--- Information ---

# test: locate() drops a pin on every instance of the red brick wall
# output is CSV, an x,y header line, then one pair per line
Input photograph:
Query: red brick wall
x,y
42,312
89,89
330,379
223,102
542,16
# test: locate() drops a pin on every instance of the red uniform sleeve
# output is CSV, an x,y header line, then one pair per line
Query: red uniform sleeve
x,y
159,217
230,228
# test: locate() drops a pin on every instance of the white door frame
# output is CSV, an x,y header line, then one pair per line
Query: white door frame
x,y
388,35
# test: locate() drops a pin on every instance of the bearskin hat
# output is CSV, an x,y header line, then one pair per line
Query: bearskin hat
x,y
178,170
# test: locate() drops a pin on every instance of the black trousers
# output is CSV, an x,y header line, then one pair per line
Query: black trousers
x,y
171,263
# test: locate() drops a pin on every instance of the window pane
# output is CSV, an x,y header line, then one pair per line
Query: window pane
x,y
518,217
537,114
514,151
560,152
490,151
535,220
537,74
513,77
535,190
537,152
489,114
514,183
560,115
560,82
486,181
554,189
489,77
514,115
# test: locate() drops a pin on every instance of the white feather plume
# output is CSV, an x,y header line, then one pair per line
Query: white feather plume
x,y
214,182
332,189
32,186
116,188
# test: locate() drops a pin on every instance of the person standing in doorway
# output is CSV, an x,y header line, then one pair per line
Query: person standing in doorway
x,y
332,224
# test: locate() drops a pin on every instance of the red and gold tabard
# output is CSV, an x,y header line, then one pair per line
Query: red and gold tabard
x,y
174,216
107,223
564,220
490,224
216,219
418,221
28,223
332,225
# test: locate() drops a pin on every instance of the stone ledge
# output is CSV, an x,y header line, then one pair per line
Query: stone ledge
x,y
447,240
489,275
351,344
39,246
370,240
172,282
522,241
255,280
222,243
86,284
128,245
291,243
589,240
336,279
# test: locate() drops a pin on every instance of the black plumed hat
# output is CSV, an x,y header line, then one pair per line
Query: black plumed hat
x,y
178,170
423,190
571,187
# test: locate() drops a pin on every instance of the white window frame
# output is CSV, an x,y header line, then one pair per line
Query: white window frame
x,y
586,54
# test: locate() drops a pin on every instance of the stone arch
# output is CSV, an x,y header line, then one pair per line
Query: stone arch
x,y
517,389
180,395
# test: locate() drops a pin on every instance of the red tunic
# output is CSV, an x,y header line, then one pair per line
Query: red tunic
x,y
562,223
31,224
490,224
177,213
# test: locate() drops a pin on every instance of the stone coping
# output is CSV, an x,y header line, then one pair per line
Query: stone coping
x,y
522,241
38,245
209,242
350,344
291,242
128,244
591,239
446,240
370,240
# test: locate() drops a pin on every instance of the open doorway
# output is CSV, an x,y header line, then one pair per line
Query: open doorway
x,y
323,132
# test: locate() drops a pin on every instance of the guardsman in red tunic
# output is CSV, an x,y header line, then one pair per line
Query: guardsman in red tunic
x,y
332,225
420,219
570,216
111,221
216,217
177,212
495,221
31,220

---

*Directions*. Nothing may be dropped or altered. Copy every line above.

*Answer to this exercise*.
# test: locate() drops a pin on every instance of the red brick wall
# output is CSV, an x,y header line, then one pair per line
Input photograph:
Query: red brick wall
x,y
42,312
89,89
330,379
223,102
542,16
# test: locate() drops a pin on every instance of the red uniform sleeve
# output is CSV, an x,y header line, then one pair per line
Query: red uniform sleeve
x,y
159,217
230,228
# test: locate() drops a pin on every instance of the white door frame
# output is CSV, an x,y header line, then one pair per line
Query: white door frame
x,y
388,35
# test: locate() drops a pin on every instance of the bearskin hat
# output is CSV, an x,y header line, then one pair per line
Query: bearskin hat
x,y
178,170
# test: locate() drops a pin on every instance of the black trousers
# output is CSV, an x,y header line, then one pair per line
Query: black trousers
x,y
171,263
# test: locate() drops a pin on every instance of the window pane
# output is CSV, an x,y header line, then one pair per line
Query: window pane
x,y
518,217
537,114
514,151
560,152
490,151
535,220
537,74
513,77
535,190
537,152
489,114
514,183
560,115
560,82
486,181
554,189
489,77
514,115
# test: locate() drops a pin on every instance of the white feather plume
# output is CSV, an x,y header line, then one pair per line
Query: white feather plume
x,y
214,182
332,189
32,186
116,188
# test: locate() drops a pin on every instance of the person standing in doorway
# output is CSV, an x,y header line, then one pair per line
Query: person standing in doorway
x,y
332,224
# test: locate() drops a pin on every instance of the red and gold tabard
# output is CSV, an x,y header line, then one pair per line
Query: red and gold tabard
x,y
174,216
107,223
564,220
490,224
216,219
418,221
28,223
332,225
# test: locate() drops a pin on every instance of the stone ledge
# output is CSV, an x,y header line, then one pair per line
Query: stone ledge
x,y
447,240
489,275
351,344
39,246
370,240
172,282
522,241
255,280
222,243
86,284
128,245
291,243
589,240
336,279
# test: locate() drops a pin on every instance of the black plumed hat
# output is CSV, an x,y header line, then one pair per line
Query: black plumed hat
x,y
178,170
423,190
571,187
# test: locate() drops a pin on every instance of the white window frame
# output is CSV, an x,y header line, then one pair per line
Query: white window frame
x,y
586,54
# test: locate() drops a pin on every instance of the stone arch
# output is CSV, an x,y header line, then one pair per line
Query: stone arch
x,y
517,389
180,395
# test: locate() drops a pin on every instance of the red tunic
# output is CSV, an x,y header line, then one pair per line
Query: red tunic
x,y
562,223
31,224
490,224
177,213
# test: locate() drops a pin on every instance of the stone coping
# output is CSV, an x,y header line, then one pair per line
Query: stone coping
x,y
522,241
38,245
209,242
350,344
291,242
128,244
591,239
446,240
370,240
# test: locate() drops a pin on every instance of the open doorway
# output is CSV, an x,y header line, then one pair per line
Query: open doorway
x,y
323,132
# test: locate() drops a pin on every instance of the guardsman in red tunic
# output is CSV, an x,y header line, then one pair per line
Query: guardsman in red tunic
x,y
332,225
420,219
570,216
111,221
216,217
177,212
495,221
31,220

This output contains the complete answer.